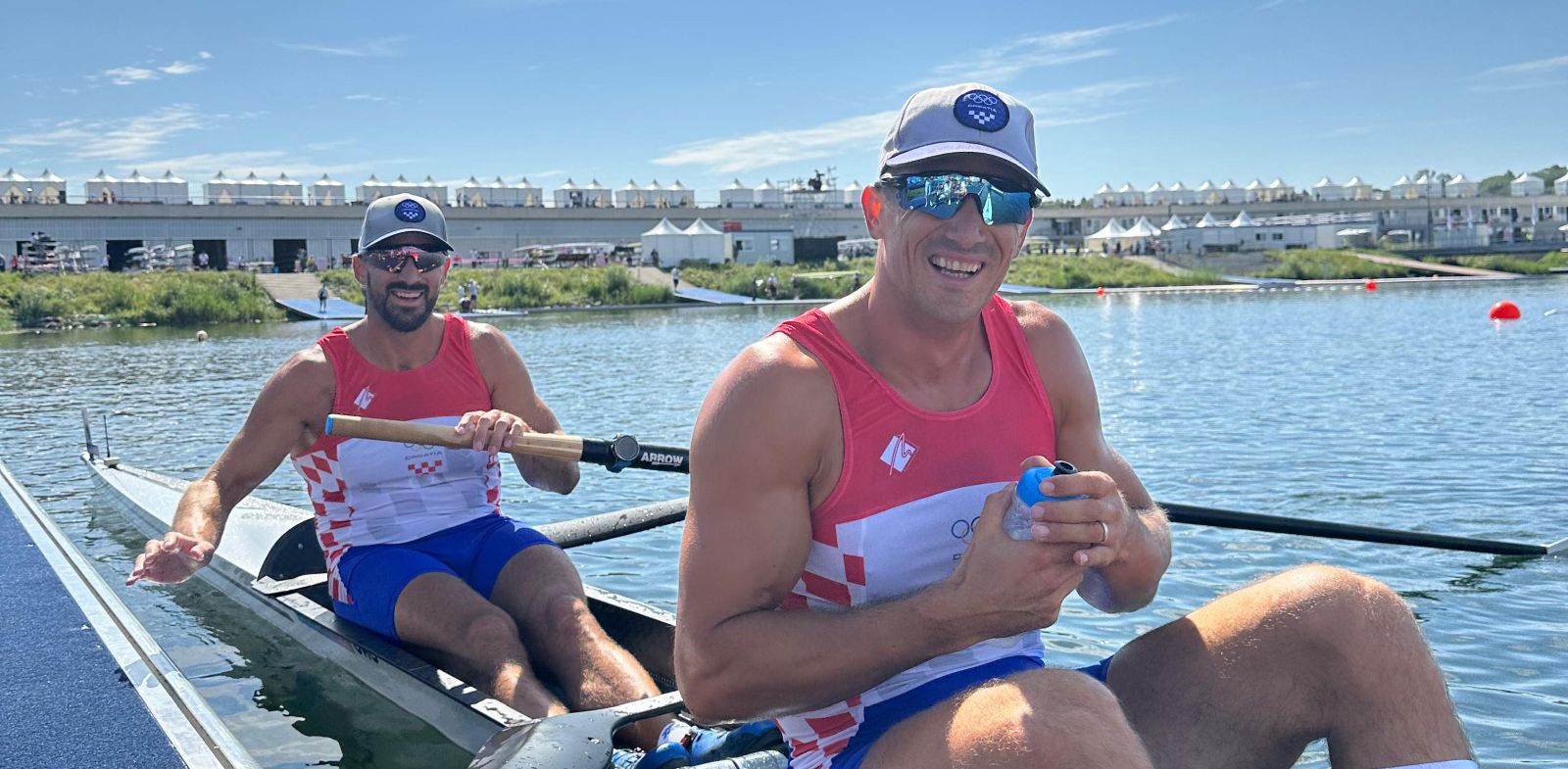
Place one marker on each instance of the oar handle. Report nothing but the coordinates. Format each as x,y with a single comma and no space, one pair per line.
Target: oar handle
533,444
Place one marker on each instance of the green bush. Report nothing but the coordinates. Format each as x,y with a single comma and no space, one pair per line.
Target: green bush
164,298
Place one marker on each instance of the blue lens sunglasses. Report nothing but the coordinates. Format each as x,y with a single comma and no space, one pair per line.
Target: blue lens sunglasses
943,195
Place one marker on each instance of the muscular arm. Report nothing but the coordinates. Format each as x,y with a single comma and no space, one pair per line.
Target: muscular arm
512,390
762,437
1131,580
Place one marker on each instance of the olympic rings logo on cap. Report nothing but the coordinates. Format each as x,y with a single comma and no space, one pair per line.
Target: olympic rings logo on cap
410,212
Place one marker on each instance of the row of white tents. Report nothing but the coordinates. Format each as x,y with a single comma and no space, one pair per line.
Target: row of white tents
671,245
1227,191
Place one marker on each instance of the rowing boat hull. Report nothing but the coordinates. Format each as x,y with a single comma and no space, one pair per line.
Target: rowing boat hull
460,711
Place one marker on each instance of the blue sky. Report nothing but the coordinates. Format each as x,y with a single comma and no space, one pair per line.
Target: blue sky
710,91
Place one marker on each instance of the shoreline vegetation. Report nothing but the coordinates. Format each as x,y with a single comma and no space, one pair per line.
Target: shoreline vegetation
98,300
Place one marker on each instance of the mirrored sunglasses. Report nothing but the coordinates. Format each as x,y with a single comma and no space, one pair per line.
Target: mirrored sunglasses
394,259
941,195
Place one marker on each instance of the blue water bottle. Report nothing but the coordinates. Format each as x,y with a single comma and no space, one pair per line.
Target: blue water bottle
1018,518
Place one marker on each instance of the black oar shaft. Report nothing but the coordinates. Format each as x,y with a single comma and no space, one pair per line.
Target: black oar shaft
1321,528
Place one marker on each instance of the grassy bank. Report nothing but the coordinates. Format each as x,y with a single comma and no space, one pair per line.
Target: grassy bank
529,288
117,298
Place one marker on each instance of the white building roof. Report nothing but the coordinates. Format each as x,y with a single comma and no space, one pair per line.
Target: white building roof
702,227
1142,229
_ _ _
__Objective__. Make an exact copy of the listing above. Do not include the pictures.

__Response to the exercise__.
Place one marker on each instance of the oar handle. Report nothing but the coordinates. Format each as x,y with a single comma and no space, one pair per line.
Target: oar handle
533,444
Place one marker on each instance of the green bush. Report nothing but the coordinates. Format each as x,y with a single comma and no space, one pair per line.
Target: green bush
164,298
Place one marker on each instance of the blue lens sunglasses. Report nothing but the coordinates. Format each as x,y with a single comma and no space, one pair per line.
Target: blue lens sunglasses
943,195
Place one marker on each instance of the muscular arm. Report nothing but the coordinates. Format each as x,y with a single comma and no space, one pair per line.
Target: muscular arm
512,390
762,437
1131,580
Place one marker on each instance of the olympic rings logo on cap. Report nothing but the coordinates. Format each as x,y with a single comma and no space, one pair per line.
Target: olympic rings logo on cap
410,212
Place one marker on each instance of the row of white tents. Report nothing but the coordinates. Format each as x,y with a single comma and no space, one pair per line.
Target: row of white tents
671,245
1227,191
Place one marker on each instance of the rowing boat hull. Report nothing but the coordinates. Format each as x,y with a single comma and no space, one pair per line.
Target: rowing boat hull
460,711
Place one marker on each instance of the blue sky. Report nothing but the coordinates. Format each as x,y with a single comma and no space, one pair per line.
Target: blue sky
710,91
Place one marker on each instance of the shoreline vegetation. Report nothing but the coordinates. Format each as x,y with a single comma and no space, one pair per line.
Target: shoreline vegetation
98,300
Place one marker on each instance of the mirrored sunglasses. Report nothing but the coordinates. Format each as x,y with a single comma and no space, one pair per line.
Target: mirrored sunglasses
394,259
941,195
Place one marker on each instance of the blue water bottle. Report nothing but the coordinates. Format each as x,y with a single comma and no space, one pair per line.
Target: blue water bottle
1018,518
Place one marker on each instance of the black oar shaft. Report nothing but the coordinates. Format each as x,y with a single comma and no space, one pair per line.
Target: black oar shaft
1321,528
Place one marker on each instance of the grassy bank. Report nothing but the coordinates. Format each as x,y with a single comma and no space, one pair per line.
Target: grassy bank
529,288
117,298
Place one marker on each instance of the white building roof. Report nothing but the coordinates. Format each as x,y with a single comma and no space, one pair per line.
Target: white building roof
702,227
1142,229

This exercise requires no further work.